■ Task objective ■
Below are some records. Return exactly the lines from the one with "point(172, 56)" to the one with "point(72, 99)", and nothing else.

■ Data in this exercise ■
***
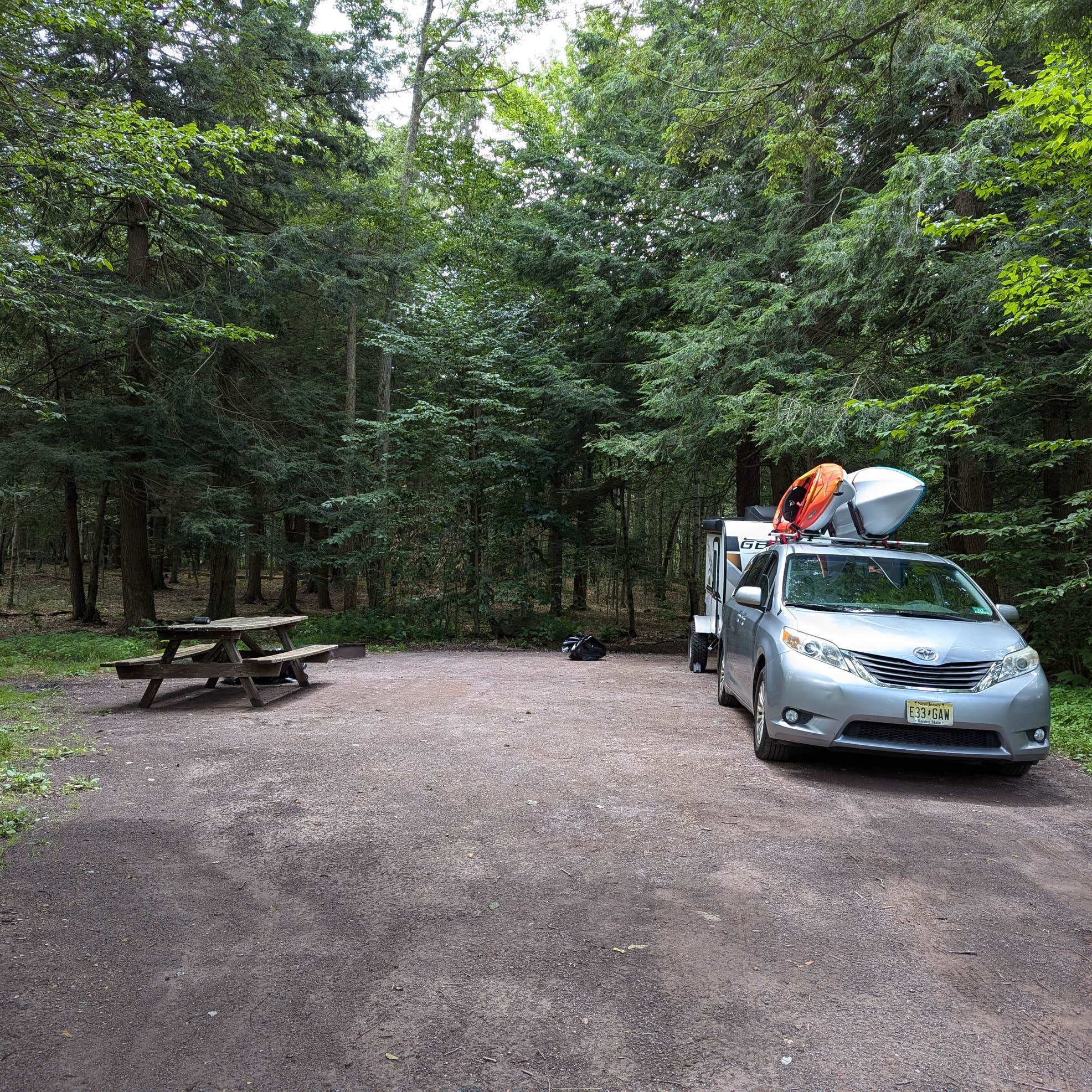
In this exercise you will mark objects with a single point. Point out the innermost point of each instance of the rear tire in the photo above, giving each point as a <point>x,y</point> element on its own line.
<point>698,650</point>
<point>724,696</point>
<point>766,747</point>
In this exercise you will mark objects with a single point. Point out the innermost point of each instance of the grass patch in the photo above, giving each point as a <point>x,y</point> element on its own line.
<point>29,718</point>
<point>1072,723</point>
<point>54,656</point>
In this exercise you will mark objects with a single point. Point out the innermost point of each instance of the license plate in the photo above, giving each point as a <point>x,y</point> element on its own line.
<point>930,712</point>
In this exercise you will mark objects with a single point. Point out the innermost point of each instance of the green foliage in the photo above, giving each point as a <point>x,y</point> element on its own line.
<point>58,655</point>
<point>24,782</point>
<point>13,821</point>
<point>1072,723</point>
<point>422,623</point>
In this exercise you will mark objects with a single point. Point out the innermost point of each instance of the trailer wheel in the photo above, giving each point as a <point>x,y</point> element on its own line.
<point>724,696</point>
<point>698,650</point>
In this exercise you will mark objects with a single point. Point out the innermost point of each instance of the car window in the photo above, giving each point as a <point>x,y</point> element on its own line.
<point>878,585</point>
<point>753,575</point>
<point>767,581</point>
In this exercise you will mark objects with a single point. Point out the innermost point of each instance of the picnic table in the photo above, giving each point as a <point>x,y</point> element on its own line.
<point>220,656</point>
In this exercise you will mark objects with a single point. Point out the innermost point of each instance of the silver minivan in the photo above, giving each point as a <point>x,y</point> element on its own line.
<point>878,650</point>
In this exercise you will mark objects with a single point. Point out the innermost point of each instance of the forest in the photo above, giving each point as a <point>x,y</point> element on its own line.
<point>493,360</point>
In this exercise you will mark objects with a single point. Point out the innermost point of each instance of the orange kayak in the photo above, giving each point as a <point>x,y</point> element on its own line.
<point>812,499</point>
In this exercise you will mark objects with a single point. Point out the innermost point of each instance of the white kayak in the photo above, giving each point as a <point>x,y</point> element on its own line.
<point>884,498</point>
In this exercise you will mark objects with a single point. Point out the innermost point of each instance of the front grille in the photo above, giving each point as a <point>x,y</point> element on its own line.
<point>914,736</point>
<point>957,676</point>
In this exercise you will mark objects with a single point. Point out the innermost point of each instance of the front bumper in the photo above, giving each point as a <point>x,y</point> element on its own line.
<point>838,700</point>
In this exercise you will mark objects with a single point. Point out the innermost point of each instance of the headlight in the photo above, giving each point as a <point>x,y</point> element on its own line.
<point>815,648</point>
<point>1021,662</point>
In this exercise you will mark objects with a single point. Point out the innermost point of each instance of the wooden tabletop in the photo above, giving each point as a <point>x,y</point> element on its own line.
<point>223,627</point>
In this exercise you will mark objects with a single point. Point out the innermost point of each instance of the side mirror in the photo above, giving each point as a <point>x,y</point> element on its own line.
<point>748,596</point>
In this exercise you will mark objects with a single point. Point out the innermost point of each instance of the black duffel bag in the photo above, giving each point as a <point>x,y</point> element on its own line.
<point>584,647</point>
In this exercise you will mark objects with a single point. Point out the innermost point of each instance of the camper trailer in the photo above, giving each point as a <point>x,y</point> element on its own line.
<point>730,546</point>
<point>861,507</point>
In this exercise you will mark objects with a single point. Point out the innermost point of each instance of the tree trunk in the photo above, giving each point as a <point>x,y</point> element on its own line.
<point>665,562</point>
<point>223,562</point>
<point>91,609</point>
<point>972,496</point>
<point>290,588</point>
<point>75,548</point>
<point>13,574</point>
<point>585,502</point>
<point>350,571</point>
<point>320,574</point>
<point>413,132</point>
<point>138,601</point>
<point>159,554</point>
<point>748,488</point>
<point>132,493</point>
<point>781,478</point>
<point>255,556</point>
<point>627,565</point>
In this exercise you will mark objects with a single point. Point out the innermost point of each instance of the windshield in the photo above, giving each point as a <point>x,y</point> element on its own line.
<point>867,584</point>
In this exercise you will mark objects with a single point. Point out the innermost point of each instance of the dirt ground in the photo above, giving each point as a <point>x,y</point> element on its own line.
<point>503,870</point>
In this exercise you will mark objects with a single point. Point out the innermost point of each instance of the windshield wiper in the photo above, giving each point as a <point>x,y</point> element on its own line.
<point>831,606</point>
<point>930,614</point>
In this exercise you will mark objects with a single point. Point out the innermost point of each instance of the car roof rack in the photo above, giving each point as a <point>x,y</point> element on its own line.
<point>819,540</point>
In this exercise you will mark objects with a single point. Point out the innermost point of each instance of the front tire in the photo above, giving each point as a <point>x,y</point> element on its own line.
<point>698,650</point>
<point>766,747</point>
<point>724,696</point>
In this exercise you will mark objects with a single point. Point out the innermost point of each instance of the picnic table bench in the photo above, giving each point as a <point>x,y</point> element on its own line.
<point>221,657</point>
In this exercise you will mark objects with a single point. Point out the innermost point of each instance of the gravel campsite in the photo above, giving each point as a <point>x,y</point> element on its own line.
<point>505,870</point>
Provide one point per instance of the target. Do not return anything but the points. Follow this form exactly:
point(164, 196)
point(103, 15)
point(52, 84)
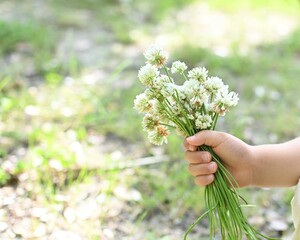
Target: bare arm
point(274, 165)
point(277, 164)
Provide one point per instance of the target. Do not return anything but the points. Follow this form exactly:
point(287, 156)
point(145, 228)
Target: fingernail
point(191, 138)
point(212, 166)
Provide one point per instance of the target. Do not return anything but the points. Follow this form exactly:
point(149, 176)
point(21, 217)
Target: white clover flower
point(224, 101)
point(160, 82)
point(198, 73)
point(150, 94)
point(159, 136)
point(195, 92)
point(213, 84)
point(203, 121)
point(155, 55)
point(147, 74)
point(150, 122)
point(142, 104)
point(178, 67)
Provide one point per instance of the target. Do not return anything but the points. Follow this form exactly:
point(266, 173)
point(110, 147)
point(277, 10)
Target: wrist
point(255, 167)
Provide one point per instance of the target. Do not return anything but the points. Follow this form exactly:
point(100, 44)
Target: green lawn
point(67, 85)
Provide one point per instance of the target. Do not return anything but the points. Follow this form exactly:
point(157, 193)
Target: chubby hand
point(236, 156)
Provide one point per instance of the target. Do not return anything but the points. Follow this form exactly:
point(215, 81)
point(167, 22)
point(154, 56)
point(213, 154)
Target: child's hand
point(236, 156)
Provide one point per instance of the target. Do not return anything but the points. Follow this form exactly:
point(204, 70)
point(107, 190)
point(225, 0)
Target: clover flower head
point(178, 67)
point(198, 73)
point(147, 74)
point(160, 82)
point(213, 84)
point(159, 136)
point(155, 55)
point(203, 121)
point(224, 101)
point(142, 104)
point(150, 122)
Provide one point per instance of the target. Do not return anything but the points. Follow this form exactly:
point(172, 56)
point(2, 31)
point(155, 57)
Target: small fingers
point(189, 147)
point(202, 169)
point(204, 180)
point(198, 157)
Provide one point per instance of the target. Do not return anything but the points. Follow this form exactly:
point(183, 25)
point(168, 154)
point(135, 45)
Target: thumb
point(208, 138)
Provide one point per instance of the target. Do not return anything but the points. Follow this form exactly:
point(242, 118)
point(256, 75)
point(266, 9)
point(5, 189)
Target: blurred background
point(75, 163)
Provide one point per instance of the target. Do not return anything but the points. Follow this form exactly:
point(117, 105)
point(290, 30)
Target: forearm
point(277, 165)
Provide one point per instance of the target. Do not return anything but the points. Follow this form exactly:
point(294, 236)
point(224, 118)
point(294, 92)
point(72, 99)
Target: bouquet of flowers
point(189, 108)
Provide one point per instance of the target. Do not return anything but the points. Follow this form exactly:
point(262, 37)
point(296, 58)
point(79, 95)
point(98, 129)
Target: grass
point(60, 114)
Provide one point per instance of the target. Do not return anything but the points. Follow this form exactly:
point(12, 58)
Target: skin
point(272, 165)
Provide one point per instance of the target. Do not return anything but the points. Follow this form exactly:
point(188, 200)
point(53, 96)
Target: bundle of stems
point(189, 108)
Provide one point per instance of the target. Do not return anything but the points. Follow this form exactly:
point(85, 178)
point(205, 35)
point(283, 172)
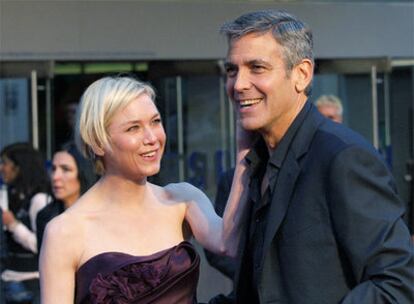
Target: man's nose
point(241, 81)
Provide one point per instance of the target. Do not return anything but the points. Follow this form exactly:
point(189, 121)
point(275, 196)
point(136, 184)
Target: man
point(330, 106)
point(325, 224)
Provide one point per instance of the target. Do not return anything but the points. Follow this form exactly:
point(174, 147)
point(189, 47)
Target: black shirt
point(259, 161)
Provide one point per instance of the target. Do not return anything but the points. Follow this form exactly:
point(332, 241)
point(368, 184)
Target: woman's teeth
point(249, 102)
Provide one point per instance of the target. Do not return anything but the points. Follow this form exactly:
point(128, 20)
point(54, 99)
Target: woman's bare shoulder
point(64, 226)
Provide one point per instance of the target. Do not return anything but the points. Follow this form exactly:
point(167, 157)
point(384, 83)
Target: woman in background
point(23, 171)
point(71, 176)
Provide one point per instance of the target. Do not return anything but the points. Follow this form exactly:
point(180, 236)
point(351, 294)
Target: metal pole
point(223, 131)
point(48, 120)
point(232, 135)
point(35, 122)
point(375, 138)
point(180, 129)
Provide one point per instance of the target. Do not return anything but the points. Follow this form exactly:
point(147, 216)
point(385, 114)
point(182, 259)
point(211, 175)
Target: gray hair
point(294, 36)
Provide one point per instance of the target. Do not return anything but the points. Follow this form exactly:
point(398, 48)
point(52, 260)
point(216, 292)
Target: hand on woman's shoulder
point(182, 192)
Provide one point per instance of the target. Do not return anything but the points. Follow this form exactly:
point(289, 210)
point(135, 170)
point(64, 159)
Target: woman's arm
point(21, 233)
point(58, 261)
point(219, 235)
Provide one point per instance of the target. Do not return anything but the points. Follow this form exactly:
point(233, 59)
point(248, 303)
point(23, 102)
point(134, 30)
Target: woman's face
point(137, 140)
point(8, 169)
point(65, 181)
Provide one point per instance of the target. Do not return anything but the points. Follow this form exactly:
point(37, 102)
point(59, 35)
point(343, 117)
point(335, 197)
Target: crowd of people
point(309, 214)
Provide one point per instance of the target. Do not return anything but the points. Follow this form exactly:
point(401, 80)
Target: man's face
point(262, 91)
point(331, 112)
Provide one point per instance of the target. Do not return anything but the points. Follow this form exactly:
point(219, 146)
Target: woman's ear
point(303, 73)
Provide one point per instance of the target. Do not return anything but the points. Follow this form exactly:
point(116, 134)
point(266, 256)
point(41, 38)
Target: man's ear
point(303, 73)
point(98, 151)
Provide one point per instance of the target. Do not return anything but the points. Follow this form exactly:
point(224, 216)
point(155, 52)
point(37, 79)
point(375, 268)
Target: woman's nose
point(150, 137)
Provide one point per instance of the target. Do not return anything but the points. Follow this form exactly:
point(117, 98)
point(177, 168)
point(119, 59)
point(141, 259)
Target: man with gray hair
point(330, 106)
point(325, 222)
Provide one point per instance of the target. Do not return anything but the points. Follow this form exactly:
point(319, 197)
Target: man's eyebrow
point(229, 64)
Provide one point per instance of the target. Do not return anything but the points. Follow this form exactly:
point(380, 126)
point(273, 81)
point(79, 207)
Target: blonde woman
point(123, 241)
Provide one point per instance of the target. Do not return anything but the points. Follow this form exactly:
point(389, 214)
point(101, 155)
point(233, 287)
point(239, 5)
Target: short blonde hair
point(330, 100)
point(99, 103)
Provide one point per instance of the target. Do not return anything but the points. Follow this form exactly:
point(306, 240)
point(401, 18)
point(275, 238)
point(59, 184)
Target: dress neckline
point(154, 255)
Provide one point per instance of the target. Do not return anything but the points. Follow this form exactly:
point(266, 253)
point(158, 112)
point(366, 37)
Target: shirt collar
point(259, 152)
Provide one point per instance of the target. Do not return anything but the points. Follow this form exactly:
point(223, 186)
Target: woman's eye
point(257, 68)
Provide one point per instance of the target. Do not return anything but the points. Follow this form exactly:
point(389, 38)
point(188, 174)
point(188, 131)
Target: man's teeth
point(149, 154)
point(249, 102)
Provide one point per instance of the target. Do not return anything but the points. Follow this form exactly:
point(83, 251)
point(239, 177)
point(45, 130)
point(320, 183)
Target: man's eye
point(231, 71)
point(157, 121)
point(258, 68)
***
■ Answer to this problem ■
point(172, 56)
point(2, 31)
point(155, 57)
Target: small fingers
point(189, 147)
point(202, 169)
point(204, 180)
point(198, 157)
Provide one point per instance of the target. Do not return anything but the points. Follow this form exactly:
point(183, 25)
point(168, 154)
point(135, 45)
Target: thumb
point(208, 138)
Provide one point per instance of the target. Do not return anything but the points. Follow this form exactly:
point(242, 118)
point(256, 75)
point(266, 9)
point(5, 189)
Target: blurred background
point(75, 163)
Provide one point per instance of the target. Do not return anything but the points. Follow this form exactly:
point(117, 105)
point(290, 30)
Target: forearm
point(277, 165)
Provide one point per instance of the target. Do not return anything but the points. Follow this form exactly:
point(294, 236)
point(224, 118)
point(294, 92)
point(72, 99)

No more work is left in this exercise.